**Tâche demandée:**
D'après le texte fourni, de quelles intonations l'accent du personnage ne relève-t-il pas ?

**Texte fourni:**

#389


... d'où vient-il ?

La ville doute en voyant son visage. Les traits sont indistincts, étrangement familiers tels ceux croisés dans un rêve confus dont on se souvient mal. Il n'est pas d'ici. Ne semble pas d'ailleurs non plus.

La ville lui pose une question, question quelconque, prétexte pour savoir, sans avoir à demander directement, s'il parle la langue. Il répond clairement. Elle feint de ne pas l'avoir entendu. Il répète. Et la ville comprend à nouveau sans comprendre d'où son accent vient, de quelle région inconnue d'elle. Ce n'est ni des intonations du nord, ni du centre, ni du sud.  

... d'où vient-il ?

**Jeu d'items:**

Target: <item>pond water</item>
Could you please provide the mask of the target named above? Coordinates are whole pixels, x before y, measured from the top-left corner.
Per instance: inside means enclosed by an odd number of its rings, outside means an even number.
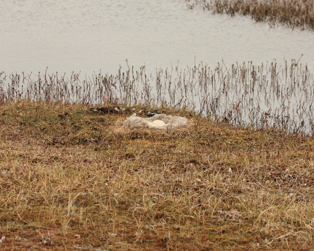
[[[184,0],[0,0],[0,71],[117,73],[203,62],[297,60],[314,67],[314,33],[188,9]]]
[[[314,134],[314,32],[191,10],[184,0],[0,4],[0,98],[24,85],[32,99],[165,102],[236,125]],[[59,78],[44,80],[47,67]],[[22,72],[32,72],[27,83],[6,77]]]

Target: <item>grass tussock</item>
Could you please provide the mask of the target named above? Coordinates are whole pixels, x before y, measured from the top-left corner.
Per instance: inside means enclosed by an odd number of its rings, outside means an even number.
[[[164,109],[187,125],[132,130],[143,107],[88,108],[0,106],[1,250],[312,248],[310,137]]]
[[[250,16],[257,22],[279,23],[288,27],[314,30],[314,3],[311,0],[188,0],[193,8],[200,4],[213,13]]]

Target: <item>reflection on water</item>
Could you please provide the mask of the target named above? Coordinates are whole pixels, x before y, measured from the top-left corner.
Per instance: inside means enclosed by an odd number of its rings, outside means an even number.
[[[235,125],[314,132],[314,33],[191,10],[183,0],[0,4],[0,99],[165,103]]]
[[[83,104],[148,105],[187,108],[235,125],[272,126],[314,135],[314,81],[306,67],[284,68],[275,61],[259,66],[223,62],[181,70],[159,70],[155,79],[145,67],[101,73],[80,80],[78,75],[6,75],[0,72],[0,100],[39,99]]]
[[[130,65],[155,72],[223,59],[283,65],[304,54],[314,66],[314,33],[271,29],[249,18],[188,9],[184,0],[0,0],[0,71],[116,74]]]

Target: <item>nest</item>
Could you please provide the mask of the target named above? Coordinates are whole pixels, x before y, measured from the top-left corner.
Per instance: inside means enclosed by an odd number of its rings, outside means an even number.
[[[156,114],[150,118],[130,117],[122,125],[132,129],[146,127],[158,130],[173,130],[183,127],[187,122],[187,118],[183,117],[161,114]]]

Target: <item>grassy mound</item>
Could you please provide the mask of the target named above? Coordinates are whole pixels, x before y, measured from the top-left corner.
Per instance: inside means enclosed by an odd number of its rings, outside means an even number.
[[[132,130],[121,125],[143,107],[88,108],[0,106],[1,250],[314,245],[310,137],[164,109],[187,125]]]

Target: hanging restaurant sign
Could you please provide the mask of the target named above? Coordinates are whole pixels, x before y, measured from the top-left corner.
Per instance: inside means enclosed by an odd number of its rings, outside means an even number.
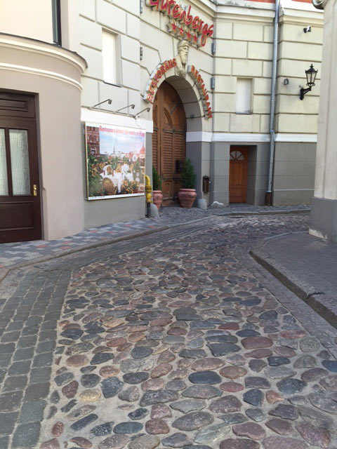
[[[198,70],[194,65],[188,67],[187,73],[193,78],[198,88],[198,91],[201,95],[202,104],[204,106],[204,110],[205,112],[205,117],[206,119],[211,119],[213,117],[212,109],[211,108],[211,103],[209,102],[209,92],[205,86],[205,83],[202,79],[202,77]]]
[[[158,64],[157,67],[152,72],[146,86],[145,93],[144,94],[144,100],[146,100],[146,101],[148,101],[153,105],[157,91],[159,88],[159,85],[160,84],[161,79],[164,76],[166,72],[171,70],[171,69],[176,68],[176,67],[177,60],[176,58]]]
[[[214,25],[192,14],[190,6],[183,8],[176,0],[146,0],[146,4],[168,17],[170,33],[192,45],[204,47],[207,38],[213,36]]]

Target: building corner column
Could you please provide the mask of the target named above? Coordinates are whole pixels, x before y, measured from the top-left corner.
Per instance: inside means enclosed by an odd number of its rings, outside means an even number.
[[[324,29],[315,194],[309,232],[337,243],[337,73],[333,46],[337,41],[337,0],[313,0],[313,4],[318,9],[324,9]]]

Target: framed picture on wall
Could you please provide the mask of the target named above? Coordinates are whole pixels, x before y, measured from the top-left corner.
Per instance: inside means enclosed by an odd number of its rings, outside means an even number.
[[[88,199],[144,195],[146,131],[93,123],[85,127]]]

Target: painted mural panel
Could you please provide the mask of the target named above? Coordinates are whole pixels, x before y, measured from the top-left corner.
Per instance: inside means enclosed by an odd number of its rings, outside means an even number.
[[[144,194],[145,130],[86,123],[88,199]]]

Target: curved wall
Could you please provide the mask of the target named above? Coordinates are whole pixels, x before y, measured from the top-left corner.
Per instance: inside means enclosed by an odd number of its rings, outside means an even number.
[[[84,228],[81,74],[86,62],[55,46],[0,34],[0,86],[36,94],[43,238]]]

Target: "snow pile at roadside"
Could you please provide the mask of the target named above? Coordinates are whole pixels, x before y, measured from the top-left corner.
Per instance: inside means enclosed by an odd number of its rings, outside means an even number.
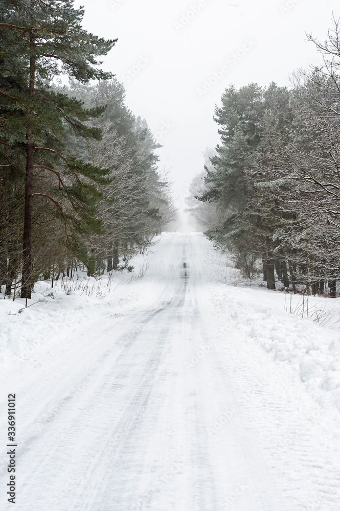
[[[166,237],[166,235],[165,235]],[[160,241],[161,238],[157,240]],[[119,317],[156,300],[162,290],[166,247],[155,245],[133,258],[132,272],[113,272],[95,278],[78,271],[72,279],[39,281],[28,300],[0,295],[0,364],[10,369],[39,367],[56,353],[67,352],[80,329],[108,317]],[[3,287],[4,290],[4,287]]]

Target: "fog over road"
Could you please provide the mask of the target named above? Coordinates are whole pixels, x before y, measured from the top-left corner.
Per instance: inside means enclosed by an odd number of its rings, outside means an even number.
[[[159,246],[153,305],[89,318],[18,393],[18,508],[338,510],[338,453],[320,441],[316,405],[244,337],[233,288],[231,321],[214,315],[206,240]]]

**Réponse apportée:**
Ni des intonations du nord, ni de celles du centre, ni de celles du sud.